◆ What you are asked to do:
Pull out each line of the material that contains the string "frame". Case matters.

◆ Some records:
+--

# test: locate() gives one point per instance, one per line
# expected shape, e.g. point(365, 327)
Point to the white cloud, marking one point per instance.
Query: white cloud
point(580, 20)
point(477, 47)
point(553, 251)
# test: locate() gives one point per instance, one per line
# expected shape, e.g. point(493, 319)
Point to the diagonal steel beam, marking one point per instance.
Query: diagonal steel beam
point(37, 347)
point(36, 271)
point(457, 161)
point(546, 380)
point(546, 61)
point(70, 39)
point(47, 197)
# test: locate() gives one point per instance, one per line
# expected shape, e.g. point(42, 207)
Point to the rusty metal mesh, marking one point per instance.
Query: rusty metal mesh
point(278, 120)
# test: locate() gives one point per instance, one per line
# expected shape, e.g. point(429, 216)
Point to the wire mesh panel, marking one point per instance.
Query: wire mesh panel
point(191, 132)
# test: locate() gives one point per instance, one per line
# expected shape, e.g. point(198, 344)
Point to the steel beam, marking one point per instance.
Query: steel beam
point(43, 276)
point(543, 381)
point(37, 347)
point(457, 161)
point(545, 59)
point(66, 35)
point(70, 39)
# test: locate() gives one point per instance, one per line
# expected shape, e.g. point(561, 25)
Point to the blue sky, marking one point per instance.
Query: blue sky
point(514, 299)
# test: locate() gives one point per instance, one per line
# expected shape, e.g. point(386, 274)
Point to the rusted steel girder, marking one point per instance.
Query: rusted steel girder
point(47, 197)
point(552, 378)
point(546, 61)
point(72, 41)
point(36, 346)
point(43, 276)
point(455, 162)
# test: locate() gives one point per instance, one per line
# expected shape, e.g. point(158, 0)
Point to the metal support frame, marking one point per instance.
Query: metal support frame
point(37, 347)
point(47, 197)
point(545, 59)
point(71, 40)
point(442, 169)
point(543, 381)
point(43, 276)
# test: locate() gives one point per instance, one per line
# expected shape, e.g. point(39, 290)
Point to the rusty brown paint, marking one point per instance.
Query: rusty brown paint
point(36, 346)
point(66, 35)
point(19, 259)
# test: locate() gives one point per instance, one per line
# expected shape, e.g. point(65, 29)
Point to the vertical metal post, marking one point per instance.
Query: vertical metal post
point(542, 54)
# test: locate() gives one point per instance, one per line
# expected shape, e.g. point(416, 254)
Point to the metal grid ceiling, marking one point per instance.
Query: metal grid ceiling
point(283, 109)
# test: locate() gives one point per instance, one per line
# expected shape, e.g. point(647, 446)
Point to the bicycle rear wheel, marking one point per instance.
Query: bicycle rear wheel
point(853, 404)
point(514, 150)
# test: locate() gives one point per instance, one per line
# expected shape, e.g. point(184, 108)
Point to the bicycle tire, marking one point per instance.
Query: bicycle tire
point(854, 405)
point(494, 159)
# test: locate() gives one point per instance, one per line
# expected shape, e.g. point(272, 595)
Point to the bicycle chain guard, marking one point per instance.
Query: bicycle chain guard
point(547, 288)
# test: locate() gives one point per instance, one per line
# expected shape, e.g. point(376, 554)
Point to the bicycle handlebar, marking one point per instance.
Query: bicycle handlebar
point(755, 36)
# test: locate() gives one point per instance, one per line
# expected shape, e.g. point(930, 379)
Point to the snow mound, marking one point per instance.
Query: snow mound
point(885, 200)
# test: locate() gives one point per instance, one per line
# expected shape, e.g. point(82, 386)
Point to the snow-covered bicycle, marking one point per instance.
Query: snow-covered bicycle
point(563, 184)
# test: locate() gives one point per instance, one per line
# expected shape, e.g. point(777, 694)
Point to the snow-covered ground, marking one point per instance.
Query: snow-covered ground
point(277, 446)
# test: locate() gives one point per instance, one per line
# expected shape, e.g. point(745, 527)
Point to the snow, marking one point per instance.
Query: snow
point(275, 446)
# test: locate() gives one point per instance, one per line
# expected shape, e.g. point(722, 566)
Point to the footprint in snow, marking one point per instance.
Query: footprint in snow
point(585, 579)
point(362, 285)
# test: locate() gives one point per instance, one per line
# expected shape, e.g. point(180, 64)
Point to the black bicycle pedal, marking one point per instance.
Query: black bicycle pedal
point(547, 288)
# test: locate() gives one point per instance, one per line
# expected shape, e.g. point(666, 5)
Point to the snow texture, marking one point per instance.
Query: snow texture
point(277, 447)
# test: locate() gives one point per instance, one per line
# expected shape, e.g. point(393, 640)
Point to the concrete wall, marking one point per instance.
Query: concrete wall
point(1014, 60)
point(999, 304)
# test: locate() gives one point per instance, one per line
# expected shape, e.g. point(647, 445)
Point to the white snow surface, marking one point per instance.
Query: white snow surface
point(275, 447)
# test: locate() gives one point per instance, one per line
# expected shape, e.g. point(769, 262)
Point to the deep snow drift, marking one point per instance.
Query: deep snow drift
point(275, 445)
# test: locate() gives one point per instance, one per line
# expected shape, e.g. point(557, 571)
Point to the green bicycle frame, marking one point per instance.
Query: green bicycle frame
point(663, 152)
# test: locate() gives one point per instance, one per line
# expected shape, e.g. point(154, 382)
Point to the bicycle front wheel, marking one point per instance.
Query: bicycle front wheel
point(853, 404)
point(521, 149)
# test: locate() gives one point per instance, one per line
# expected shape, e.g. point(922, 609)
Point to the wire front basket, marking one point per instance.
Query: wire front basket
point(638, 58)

+--

◆ Worked answer:
Point to the metal support frame, marking one point per instance.
Query: metal support frame
Point to the green bicycle frame, marking one point per instance.
Query: green bicycle frame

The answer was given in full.